* **Try it**
Every record below is to be retyped exactly, with the pictures left out.

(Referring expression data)

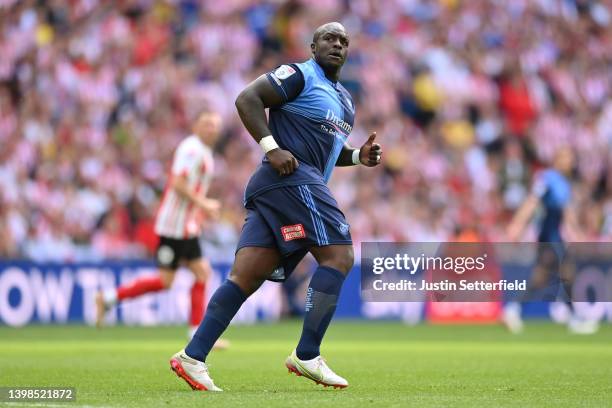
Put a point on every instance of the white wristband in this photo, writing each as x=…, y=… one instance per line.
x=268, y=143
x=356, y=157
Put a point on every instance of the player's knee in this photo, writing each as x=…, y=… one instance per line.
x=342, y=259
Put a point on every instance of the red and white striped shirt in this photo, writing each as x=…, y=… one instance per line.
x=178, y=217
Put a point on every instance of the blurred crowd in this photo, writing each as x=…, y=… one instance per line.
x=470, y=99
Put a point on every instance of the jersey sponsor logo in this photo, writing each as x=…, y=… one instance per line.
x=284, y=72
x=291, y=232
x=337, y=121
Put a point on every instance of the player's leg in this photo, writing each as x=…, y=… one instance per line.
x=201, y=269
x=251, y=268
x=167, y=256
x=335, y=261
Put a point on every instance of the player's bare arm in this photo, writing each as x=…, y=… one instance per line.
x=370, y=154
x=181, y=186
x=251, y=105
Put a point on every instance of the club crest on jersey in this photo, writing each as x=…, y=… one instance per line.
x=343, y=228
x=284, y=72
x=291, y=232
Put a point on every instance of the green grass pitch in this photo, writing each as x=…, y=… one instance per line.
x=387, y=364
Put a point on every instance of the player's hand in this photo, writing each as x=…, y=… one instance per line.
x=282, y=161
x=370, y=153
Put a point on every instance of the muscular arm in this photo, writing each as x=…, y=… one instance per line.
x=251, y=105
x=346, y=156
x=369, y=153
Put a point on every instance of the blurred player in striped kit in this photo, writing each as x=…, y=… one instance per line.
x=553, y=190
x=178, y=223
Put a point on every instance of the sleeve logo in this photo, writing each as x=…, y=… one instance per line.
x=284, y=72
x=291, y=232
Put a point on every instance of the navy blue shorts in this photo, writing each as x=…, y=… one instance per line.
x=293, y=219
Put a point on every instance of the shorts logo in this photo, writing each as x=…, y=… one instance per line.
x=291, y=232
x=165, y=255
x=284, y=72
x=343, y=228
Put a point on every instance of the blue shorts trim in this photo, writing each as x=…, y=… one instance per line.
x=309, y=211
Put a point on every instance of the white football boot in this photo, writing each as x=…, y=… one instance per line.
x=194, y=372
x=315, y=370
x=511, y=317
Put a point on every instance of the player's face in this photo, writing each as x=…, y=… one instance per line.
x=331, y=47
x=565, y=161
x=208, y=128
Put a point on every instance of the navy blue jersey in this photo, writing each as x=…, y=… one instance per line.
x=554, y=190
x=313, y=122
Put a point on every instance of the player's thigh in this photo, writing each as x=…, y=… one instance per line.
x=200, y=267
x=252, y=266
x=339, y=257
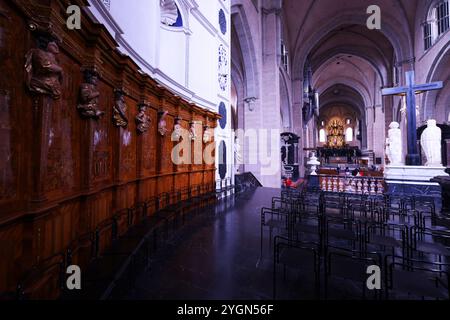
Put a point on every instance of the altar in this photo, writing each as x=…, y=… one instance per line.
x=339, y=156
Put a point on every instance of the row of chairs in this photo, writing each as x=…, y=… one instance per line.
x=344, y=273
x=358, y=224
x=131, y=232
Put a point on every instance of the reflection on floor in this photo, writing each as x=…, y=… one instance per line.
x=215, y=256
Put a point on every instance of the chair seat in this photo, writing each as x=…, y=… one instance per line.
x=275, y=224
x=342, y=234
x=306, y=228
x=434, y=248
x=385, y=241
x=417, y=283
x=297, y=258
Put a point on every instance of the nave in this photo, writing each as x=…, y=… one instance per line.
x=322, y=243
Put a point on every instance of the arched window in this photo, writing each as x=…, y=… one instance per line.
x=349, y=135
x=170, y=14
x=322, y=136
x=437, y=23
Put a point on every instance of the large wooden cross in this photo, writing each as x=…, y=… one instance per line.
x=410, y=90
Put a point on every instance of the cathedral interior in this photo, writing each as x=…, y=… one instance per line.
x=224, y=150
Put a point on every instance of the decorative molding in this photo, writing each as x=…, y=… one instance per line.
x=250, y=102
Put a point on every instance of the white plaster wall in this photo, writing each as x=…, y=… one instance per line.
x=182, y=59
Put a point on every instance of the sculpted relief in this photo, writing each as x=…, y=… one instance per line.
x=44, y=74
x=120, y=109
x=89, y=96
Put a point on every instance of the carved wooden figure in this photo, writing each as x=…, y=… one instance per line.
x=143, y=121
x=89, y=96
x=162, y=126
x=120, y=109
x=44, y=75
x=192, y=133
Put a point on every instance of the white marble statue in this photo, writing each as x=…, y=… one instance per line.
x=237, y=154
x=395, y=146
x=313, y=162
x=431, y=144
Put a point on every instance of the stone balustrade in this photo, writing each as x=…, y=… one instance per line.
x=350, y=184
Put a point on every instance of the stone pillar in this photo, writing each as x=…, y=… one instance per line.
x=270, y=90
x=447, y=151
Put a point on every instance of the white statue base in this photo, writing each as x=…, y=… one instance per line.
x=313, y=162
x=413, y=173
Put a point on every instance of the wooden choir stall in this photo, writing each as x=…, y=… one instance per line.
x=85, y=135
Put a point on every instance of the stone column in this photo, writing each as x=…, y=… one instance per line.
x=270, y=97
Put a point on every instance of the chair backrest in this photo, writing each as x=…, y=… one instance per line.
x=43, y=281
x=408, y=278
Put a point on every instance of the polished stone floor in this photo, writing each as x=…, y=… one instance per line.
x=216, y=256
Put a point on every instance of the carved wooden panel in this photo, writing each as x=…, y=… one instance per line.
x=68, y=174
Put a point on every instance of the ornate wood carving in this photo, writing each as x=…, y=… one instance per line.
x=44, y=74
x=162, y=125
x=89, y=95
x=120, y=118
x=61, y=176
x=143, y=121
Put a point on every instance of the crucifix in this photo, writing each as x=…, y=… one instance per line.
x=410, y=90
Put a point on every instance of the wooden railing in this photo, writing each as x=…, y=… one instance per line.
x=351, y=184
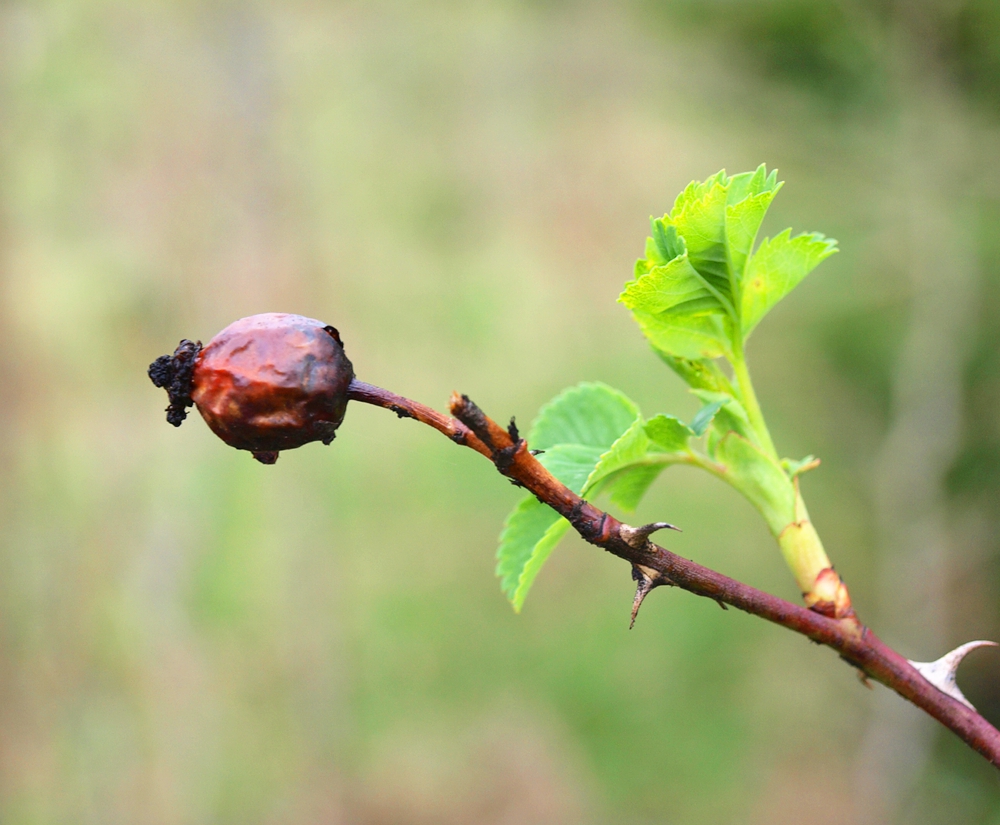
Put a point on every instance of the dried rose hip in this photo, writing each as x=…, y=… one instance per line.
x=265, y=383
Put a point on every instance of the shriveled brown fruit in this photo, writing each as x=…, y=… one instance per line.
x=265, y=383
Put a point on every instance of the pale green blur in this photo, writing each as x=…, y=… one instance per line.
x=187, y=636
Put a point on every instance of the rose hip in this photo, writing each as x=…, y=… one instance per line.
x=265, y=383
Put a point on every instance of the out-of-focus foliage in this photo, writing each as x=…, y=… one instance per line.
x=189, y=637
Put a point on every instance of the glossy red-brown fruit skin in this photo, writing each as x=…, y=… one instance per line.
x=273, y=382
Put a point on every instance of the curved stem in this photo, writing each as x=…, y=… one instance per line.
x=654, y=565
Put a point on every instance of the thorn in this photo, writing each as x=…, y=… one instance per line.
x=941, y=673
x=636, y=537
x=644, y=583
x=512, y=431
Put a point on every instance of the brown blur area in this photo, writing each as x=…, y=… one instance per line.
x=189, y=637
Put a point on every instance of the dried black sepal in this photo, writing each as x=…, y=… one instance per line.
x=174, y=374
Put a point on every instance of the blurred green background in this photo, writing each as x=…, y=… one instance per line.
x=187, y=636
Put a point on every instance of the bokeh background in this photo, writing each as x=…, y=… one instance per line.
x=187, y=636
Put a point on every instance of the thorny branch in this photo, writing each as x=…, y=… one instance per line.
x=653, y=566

* **Task result**
Put a point on every instance of the white wristband in this photo, writing each as x=…, y=… one instance per line.
x=268, y=143
x=356, y=157
Put a point on every instance of the player's knee in this photo, writing each as x=…, y=… one instance per line.
x=342, y=259
Put a point on every instance of the red and white striped shirt in this photo, writing each as x=…, y=… one instance per line.
x=178, y=217
Put a point on every instance of the blurred crowd in this photo, writing each as x=…, y=… one instance per line.
x=470, y=99
Put a point on every instance of the jersey sponsor logo in this photo, writing each as x=…, y=… one instance per line.
x=284, y=72
x=291, y=232
x=337, y=121
Put a point on every instance of the player's leg in this photo, writing each as x=…, y=… one instance per line.
x=201, y=269
x=251, y=268
x=167, y=256
x=335, y=261
Put a point on every instance of the player's bare arm in this photo, writing each as x=…, y=… one instance per line.
x=370, y=154
x=181, y=186
x=251, y=105
Put a point on every instance of the club crest on jersey in this photo, writing each as x=…, y=… one instance per line.
x=343, y=228
x=284, y=72
x=291, y=232
Put a point on every instance of the green grass pitch in this photo, writing each as x=…, y=… one instance per line.
x=387, y=364
Put a point on every instance of the player's hand in this photo, writing each as x=…, y=… one instance per line.
x=282, y=161
x=370, y=153
Put a point on every instance of the muscular arm in this photo, writing each as x=…, y=… one instance per line.
x=251, y=105
x=346, y=156
x=369, y=153
Put a point on every instance of the blurred player in striped kit in this photo, writing each as x=…, y=… one instance per line.
x=553, y=190
x=178, y=223
Put a point on every instance of the sleeve logo in this photo, writing each as x=…, y=… one instance per line.
x=284, y=72
x=291, y=232
Put a point on every instance of the navy blue shorts in this photo, writing each as x=…, y=… one instance per line.
x=293, y=219
Put a point on every instance of the shorts logo in this photo, writing each as x=…, y=… one instance per line.
x=291, y=232
x=165, y=255
x=284, y=72
x=343, y=228
Put a point on every instance of the blue shorts trim in this photo, writing each as x=…, y=… one instance per line.
x=309, y=211
Put a point on every instance of the white football boot in this photo, writing each as x=…, y=… one instance per line.
x=194, y=372
x=315, y=370
x=511, y=317
Put a point on every instance of the player's face in this photo, writing each as x=…, y=… one instance per line.
x=331, y=47
x=565, y=161
x=208, y=128
Put a point on every instance of the navy blue jersey in this photo, writing each as x=…, y=… one instance per line.
x=554, y=190
x=313, y=122
Put a point on every instance of the player's thigh in this photo, writing each as x=…, y=… one instance per line.
x=200, y=267
x=252, y=266
x=339, y=257
Put a point on every instance of the altar in this photo, writing each as x=…, y=… one instance per line.
x=339, y=156
Put a point on every instance of the row of chairs in this photo, writing each as x=…, y=… one instance per line.
x=344, y=273
x=358, y=224
x=131, y=232
Put a point on every instance of the reflection on floor in this photo, writing each as x=…, y=… one instance per line.
x=215, y=256
Put a point on every instance of the chair seat in this photo, writing each as x=…, y=… one instance per line.
x=275, y=224
x=342, y=234
x=306, y=228
x=434, y=248
x=385, y=241
x=417, y=283
x=297, y=258
Put a point on every instance of the nave in this photo, writing each as x=…, y=… one instance per line.
x=322, y=243
Put a point on every instance of the arched window in this photo, writing each as x=…, y=… one instance per line.
x=349, y=135
x=170, y=14
x=322, y=136
x=437, y=23
Put a point on every instance of the large wooden cross in this photo, writing each as x=…, y=… one instance per line.
x=410, y=90
Put a point on every instance of the cathedral interior in this photo, writing each as x=…, y=… one instance per line.
x=224, y=150
Put a point on every instance of the decorative molding in this photo, writing each as x=…, y=… one instance per line.
x=250, y=102
Put a point on every instance of the white plaster wall in this photo, writing each as x=…, y=… one instance per line.
x=182, y=59
Put a point on every instance of the sculpted relief in this photo, writing each as x=…, y=… one instance per line.
x=44, y=74
x=120, y=109
x=89, y=96
Put a point on every instance of the carved wooden figure in this photo, writing each as x=…, y=… one instance per line.
x=143, y=121
x=89, y=96
x=162, y=126
x=120, y=109
x=44, y=75
x=192, y=133
Put a point on every instance of the white marble statue in this photo, writing each as x=…, y=… one instance per line.
x=237, y=154
x=395, y=146
x=313, y=162
x=431, y=144
Put a point on every instance of the stone balustrade in this photo, writing each as x=…, y=… one instance per line.
x=350, y=184
Put a point on every instance of the stone pillar in this photo, writing each as x=…, y=… one instance per line.
x=270, y=90
x=447, y=151
Put a point on every instance of the white statue base in this photo, writing each as x=…, y=… one instance per line.
x=313, y=162
x=413, y=173
Put a point on every instance of the wooden choir stall in this photo, writing each as x=…, y=… one instance per line.
x=85, y=135
Put a point on every instance of the stone column in this photo, writing each as x=…, y=… one instance per line.
x=270, y=97
Put a point on every instance of the chair backrest in this photo, writing each as x=…, y=… one instance per line.
x=43, y=281
x=408, y=278
Put a point on every instance of the polished stone floor in this photo, writing each as x=…, y=… one instance per line.
x=216, y=256
Put a point on every instance of the carved wooden panel in this photo, writing each as x=…, y=… one instance per line.
x=68, y=174
Put a point on every instance of the ornate wood carving in this photo, writing each as x=…, y=… one instance per line.
x=44, y=74
x=162, y=125
x=89, y=95
x=120, y=118
x=61, y=176
x=143, y=121
Put a point on every instance of the crucifix in this photo, writing each as x=…, y=… one instance per line.
x=410, y=90
Put a point on every instance of the wooden railing in this photo, writing each as x=…, y=… one instance per line.
x=351, y=184
Put a point on every instance of the dried rose hip in this photo, writing each as x=…, y=… one instance per line.
x=265, y=383
Put a point on every instance of the shriveled brown fruit in this photo, writing each as x=…, y=… one instance per line.
x=265, y=383
Put a point on every instance of the pale green blur in this photo, writing each as x=…, y=… one instance per line.
x=187, y=636
Put a point on every instance of the rose hip in this photo, writing each as x=…, y=… one instance per line.
x=265, y=383
Put a point on every instance of the out-of-focus foliage in this photo, writing each as x=…, y=… one instance per line.
x=189, y=637
Put a point on every instance of the glossy red-brown fruit skin in this photo, writing each as x=…, y=… one instance per line.
x=273, y=382
Put a point on every instance of the curved stem in this photo, writing each as x=…, y=… one instance per line.
x=654, y=565
Put a point on every instance of the thorn in this photo, writing each as x=…, y=… one instance per line.
x=941, y=673
x=636, y=537
x=644, y=583
x=512, y=431
Put a point on every instance of the brown blur area in this photo, writing each as x=…, y=… one instance per line.
x=189, y=637
Put a point on every instance of the dried black sepal in this photo, writing each as x=…, y=… one instance per line.
x=174, y=374
Put a point on every instance of the blurred green background in this photo, writing each as x=…, y=… one instance per line.
x=187, y=636
Put a point on every instance of the bokeh background in this photo, writing each as x=…, y=… one instance per line.
x=187, y=636
Put a point on every instance of the thorny branch in this photo, writing each as x=…, y=… one instance per line.
x=653, y=566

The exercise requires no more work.